* START Records shown *

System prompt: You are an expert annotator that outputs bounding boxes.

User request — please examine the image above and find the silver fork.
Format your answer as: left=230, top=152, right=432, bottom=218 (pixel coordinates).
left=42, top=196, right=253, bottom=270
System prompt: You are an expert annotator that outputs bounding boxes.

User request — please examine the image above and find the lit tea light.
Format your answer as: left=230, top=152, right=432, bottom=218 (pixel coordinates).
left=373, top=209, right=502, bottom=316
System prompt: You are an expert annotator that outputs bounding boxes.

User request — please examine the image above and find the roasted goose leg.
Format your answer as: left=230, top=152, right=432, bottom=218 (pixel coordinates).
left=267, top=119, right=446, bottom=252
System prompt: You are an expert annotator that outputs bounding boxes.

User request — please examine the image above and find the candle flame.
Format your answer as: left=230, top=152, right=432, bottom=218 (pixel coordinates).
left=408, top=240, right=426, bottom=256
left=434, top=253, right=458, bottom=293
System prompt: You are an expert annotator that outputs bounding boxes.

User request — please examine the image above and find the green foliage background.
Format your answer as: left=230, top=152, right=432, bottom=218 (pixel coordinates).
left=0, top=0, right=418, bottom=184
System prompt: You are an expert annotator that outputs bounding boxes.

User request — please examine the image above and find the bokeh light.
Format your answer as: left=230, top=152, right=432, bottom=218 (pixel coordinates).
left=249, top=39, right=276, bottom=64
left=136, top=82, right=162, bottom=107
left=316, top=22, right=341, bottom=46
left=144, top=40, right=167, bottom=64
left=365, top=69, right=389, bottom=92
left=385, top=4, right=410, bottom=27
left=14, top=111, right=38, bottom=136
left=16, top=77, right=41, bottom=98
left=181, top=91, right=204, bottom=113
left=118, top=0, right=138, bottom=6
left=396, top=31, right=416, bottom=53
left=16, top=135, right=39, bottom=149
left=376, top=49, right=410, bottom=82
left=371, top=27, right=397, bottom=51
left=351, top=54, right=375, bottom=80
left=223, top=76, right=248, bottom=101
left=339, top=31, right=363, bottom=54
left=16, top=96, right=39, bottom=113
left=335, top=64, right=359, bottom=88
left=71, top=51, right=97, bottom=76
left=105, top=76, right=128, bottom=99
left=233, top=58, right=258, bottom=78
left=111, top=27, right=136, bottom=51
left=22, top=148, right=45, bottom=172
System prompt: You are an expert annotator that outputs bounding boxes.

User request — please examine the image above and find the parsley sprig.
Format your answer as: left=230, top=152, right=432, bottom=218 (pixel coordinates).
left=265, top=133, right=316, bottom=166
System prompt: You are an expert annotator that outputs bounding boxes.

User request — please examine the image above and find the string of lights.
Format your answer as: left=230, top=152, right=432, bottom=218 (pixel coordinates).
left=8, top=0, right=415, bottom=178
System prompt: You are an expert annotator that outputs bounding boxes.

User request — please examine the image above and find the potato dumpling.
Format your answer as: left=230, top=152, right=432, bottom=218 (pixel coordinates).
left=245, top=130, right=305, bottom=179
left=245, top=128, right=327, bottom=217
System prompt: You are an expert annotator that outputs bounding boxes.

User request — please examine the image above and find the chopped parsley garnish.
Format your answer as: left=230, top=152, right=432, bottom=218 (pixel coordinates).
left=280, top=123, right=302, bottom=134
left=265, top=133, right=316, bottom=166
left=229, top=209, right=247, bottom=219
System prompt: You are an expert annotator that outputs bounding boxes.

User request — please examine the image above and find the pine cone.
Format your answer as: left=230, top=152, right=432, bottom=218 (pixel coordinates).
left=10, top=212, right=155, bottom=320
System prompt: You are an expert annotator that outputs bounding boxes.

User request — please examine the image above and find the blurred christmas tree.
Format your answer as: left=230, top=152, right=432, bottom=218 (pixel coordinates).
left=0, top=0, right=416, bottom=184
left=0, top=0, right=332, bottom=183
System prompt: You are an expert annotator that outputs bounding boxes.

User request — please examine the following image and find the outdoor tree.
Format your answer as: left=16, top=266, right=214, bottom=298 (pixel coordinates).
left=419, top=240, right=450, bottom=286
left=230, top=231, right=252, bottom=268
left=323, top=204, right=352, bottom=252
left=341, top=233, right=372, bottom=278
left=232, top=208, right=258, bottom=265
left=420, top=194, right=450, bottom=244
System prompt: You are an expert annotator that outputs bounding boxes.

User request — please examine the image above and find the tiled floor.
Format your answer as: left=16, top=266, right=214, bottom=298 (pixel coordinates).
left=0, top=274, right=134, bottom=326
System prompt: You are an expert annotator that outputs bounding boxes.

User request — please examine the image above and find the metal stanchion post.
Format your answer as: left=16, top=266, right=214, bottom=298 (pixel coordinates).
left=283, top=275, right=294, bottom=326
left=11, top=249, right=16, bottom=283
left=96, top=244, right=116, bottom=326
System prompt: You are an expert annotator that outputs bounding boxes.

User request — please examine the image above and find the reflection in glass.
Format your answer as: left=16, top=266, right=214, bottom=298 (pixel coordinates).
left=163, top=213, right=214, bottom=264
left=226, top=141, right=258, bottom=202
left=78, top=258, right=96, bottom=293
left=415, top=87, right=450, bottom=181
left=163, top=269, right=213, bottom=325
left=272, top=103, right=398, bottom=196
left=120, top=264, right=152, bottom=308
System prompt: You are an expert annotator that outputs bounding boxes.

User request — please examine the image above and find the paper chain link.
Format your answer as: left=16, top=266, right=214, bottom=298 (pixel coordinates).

* END Records shown *

**Goal:**
Copy all of the data. Keep every word exactly as it is.

**Result:**
System prompt: You are an expert annotator that outputs bounding boxes.

User request — please examine the image above and find the silver fork.
Format your answer as: left=230, top=152, right=432, bottom=218 (pixel coordinates).
left=42, top=196, right=253, bottom=270
System prompt: You are an expert annotator that outputs bounding boxes.

User request — please examine the image above and find the lit tea light.
Format your answer as: left=230, top=152, right=432, bottom=218 (pixel coordinates).
left=373, top=209, right=502, bottom=316
System prompt: You are an expert annotator that outputs bounding boxes.

User request — please examine the image above and find the roasted goose leg.
Format your answer as: left=230, top=152, right=432, bottom=218 (pixel coordinates).
left=267, top=119, right=446, bottom=252
System prompt: You are an expert annotator that outputs bounding boxes.

User request — please examine the image above and find the candle flame.
Format your answer as: left=230, top=152, right=432, bottom=218 (pixel coordinates).
left=408, top=240, right=426, bottom=256
left=434, top=253, right=458, bottom=293
System prompt: You are an expert annotator that outputs bounding boxes.

User request — please examine the image above and find the green foliage background.
Format your answer as: left=230, top=152, right=432, bottom=218 (pixel coordinates).
left=0, top=0, right=418, bottom=184
System prompt: You are an expert annotator that outputs bounding boxes.

User request — please examine the image above and find the bokeh light.
Format your answer as: left=230, top=152, right=432, bottom=218 (pixel coordinates).
left=249, top=39, right=276, bottom=64
left=136, top=82, right=162, bottom=107
left=316, top=22, right=341, bottom=46
left=144, top=40, right=167, bottom=64
left=365, top=69, right=389, bottom=92
left=385, top=4, right=410, bottom=27
left=14, top=111, right=38, bottom=136
left=16, top=77, right=41, bottom=98
left=181, top=91, right=204, bottom=113
left=118, top=0, right=138, bottom=6
left=396, top=31, right=416, bottom=53
left=16, top=135, right=39, bottom=149
left=376, top=49, right=410, bottom=82
left=371, top=27, right=397, bottom=51
left=351, top=54, right=375, bottom=80
left=223, top=76, right=248, bottom=101
left=339, top=31, right=363, bottom=54
left=16, top=96, right=39, bottom=113
left=335, top=64, right=359, bottom=88
left=71, top=51, right=97, bottom=76
left=105, top=76, right=128, bottom=99
left=233, top=58, right=258, bottom=78
left=111, top=27, right=136, bottom=51
left=22, top=148, right=45, bottom=172
System prompt: You are an expert annotator that outputs bounding boxes.

User request — please examine the image above and find the parsley sprig.
Format your answer as: left=230, top=152, right=432, bottom=218 (pixel coordinates).
left=265, top=133, right=316, bottom=166
System prompt: You are an expert annotator that outputs bounding boxes.

User request — please examine the image above and find the string of lights.
Format your answer as: left=230, top=152, right=432, bottom=218 (pixel coordinates).
left=8, top=0, right=415, bottom=178
System prompt: You are an expert annotator that outputs bounding boxes.

User request — please examine the image above and find the potato dumpling.
Format your answer as: left=230, top=152, right=432, bottom=218 (pixel coordinates).
left=245, top=130, right=305, bottom=179
left=245, top=128, right=327, bottom=217
System prompt: You are an expert annotator that outputs bounding boxes.

User request — please examine the image above and find the chopped parsley garnish.
Format your answer as: left=230, top=152, right=432, bottom=218 (pixel coordinates).
left=280, top=123, right=302, bottom=134
left=265, top=133, right=316, bottom=166
left=229, top=209, right=247, bottom=219
System prompt: You are an expert annotator that outputs bounding boxes.

User request — please examine the image above and find the pine cone.
Format your answer as: left=230, top=152, right=432, bottom=218 (pixel coordinates).
left=10, top=212, right=155, bottom=320
System prompt: You are an expert annotator that outputs bounding boxes.

User request — please examine the image above and find the blurred christmas tree.
Format your answer as: left=230, top=152, right=432, bottom=218 (pixel coordinates).
left=0, top=0, right=416, bottom=184
left=0, top=0, right=332, bottom=183
System prompt: You are an expert annotator that outputs bounding boxes.

User request — please examine the following image and find the outdoor tree.
Format your answer as: left=16, top=266, right=214, bottom=298 (pixel coordinates).
left=419, top=240, right=450, bottom=286
left=230, top=231, right=252, bottom=268
left=323, top=204, right=352, bottom=252
left=341, top=233, right=372, bottom=278
left=232, top=208, right=258, bottom=265
left=420, top=194, right=450, bottom=244
System prompt: You are an expert annotator that outputs bounding boxes.

User request — please examine the image above and find the tiled floor.
Format your answer as: left=16, top=266, right=214, bottom=298 (pixel coordinates).
left=0, top=274, right=134, bottom=326
System prompt: You are an expert annotator that outputs bounding boxes.

User request — please examine the image above and find the metal stanchion post.
Format your answer as: left=16, top=266, right=214, bottom=298 (pixel coordinates).
left=283, top=275, right=294, bottom=326
left=11, top=249, right=16, bottom=283
left=96, top=244, right=116, bottom=326
System prompt: You are an expert annotator that outputs bounding boxes.

User request — please examine the image above and find the reflection in glass.
Format your answer as: left=16, top=266, right=214, bottom=298 (pixel coordinates).
left=163, top=213, right=214, bottom=264
left=226, top=141, right=258, bottom=202
left=78, top=258, right=96, bottom=293
left=415, top=87, right=450, bottom=181
left=163, top=269, right=213, bottom=325
left=272, top=103, right=398, bottom=196
left=120, top=264, right=152, bottom=308
System prompt: You are an expert annotator that outputs bounding boxes.

User request — please examine the image above and find the paper chain link.
Format your answer as: left=16, top=266, right=214, bottom=298 (pixel coordinates).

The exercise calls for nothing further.